### WHAT TO WORK ON
Edit the listing below by replacing each occurrence of "Return the mask" with "Give the mask", and leave every other line as it stands.

### SUPPLIED ENTRIES
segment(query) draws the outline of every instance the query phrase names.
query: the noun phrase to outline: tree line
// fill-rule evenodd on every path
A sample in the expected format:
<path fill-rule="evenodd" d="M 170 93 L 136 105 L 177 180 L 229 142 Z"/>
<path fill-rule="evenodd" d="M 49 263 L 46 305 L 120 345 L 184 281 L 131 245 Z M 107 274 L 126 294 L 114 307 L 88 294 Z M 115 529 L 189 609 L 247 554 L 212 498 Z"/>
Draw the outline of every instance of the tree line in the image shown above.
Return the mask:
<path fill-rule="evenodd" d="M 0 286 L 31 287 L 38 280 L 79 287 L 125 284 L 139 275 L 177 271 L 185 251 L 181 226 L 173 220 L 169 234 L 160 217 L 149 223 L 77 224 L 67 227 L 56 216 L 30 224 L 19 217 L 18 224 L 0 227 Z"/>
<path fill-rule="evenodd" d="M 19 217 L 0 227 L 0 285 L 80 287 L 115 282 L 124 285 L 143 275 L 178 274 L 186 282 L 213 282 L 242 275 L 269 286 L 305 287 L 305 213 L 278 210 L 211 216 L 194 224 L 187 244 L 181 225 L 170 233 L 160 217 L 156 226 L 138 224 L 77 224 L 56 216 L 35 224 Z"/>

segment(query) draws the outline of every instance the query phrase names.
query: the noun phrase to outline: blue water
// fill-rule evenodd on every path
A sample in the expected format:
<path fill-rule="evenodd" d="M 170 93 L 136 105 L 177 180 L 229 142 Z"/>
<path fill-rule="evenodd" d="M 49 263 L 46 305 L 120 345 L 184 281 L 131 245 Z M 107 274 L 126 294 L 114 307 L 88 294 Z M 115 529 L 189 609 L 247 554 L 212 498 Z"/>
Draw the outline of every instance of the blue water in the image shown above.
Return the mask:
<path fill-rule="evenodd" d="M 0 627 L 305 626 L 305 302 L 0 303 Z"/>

### RESULT BELOW
segment(query) draws the outline of every instance the query phrase names.
query: the noun phrase to outline: tree line
// fill-rule evenodd on every path
A sample in the expected format:
<path fill-rule="evenodd" d="M 170 93 L 136 105 L 177 180 L 229 142 Z"/>
<path fill-rule="evenodd" d="M 49 263 L 46 305 L 120 345 L 184 281 L 131 245 Z M 107 274 L 126 294 L 114 307 L 88 294 Z M 115 529 L 189 609 L 247 554 L 212 498 Z"/>
Draw the outline of every instance of the tree line in the image shown above.
Give the mask:
<path fill-rule="evenodd" d="M 0 286 L 31 287 L 38 280 L 79 287 L 125 284 L 139 275 L 177 271 L 185 251 L 181 226 L 173 220 L 169 234 L 160 217 L 149 223 L 77 224 L 67 227 L 56 216 L 30 224 L 19 217 L 18 224 L 0 227 Z"/>
<path fill-rule="evenodd" d="M 19 217 L 0 227 L 0 285 L 80 287 L 115 282 L 124 285 L 143 275 L 178 274 L 186 282 L 213 282 L 242 275 L 269 286 L 305 287 L 305 213 L 278 210 L 211 216 L 194 224 L 187 244 L 181 225 L 170 233 L 160 217 L 156 226 L 138 224 L 77 224 L 56 216 L 35 224 Z"/>

segment(query) draws the outline of every instance the query phrase names.
query: the noun phrase to outline: blue water
// fill-rule evenodd on every path
A sample in the expected format:
<path fill-rule="evenodd" d="M 170 93 L 136 105 L 177 180 L 229 142 Z"/>
<path fill-rule="evenodd" d="M 49 263 L 46 305 L 120 345 L 184 281 L 131 245 Z M 107 274 L 126 294 L 114 307 L 88 294 Z M 115 529 L 189 609 L 247 554 L 212 498 Z"/>
Draw the outline of every instance of the blue water in the image shown above.
Give the mask:
<path fill-rule="evenodd" d="M 0 627 L 305 626 L 305 302 L 0 303 Z"/>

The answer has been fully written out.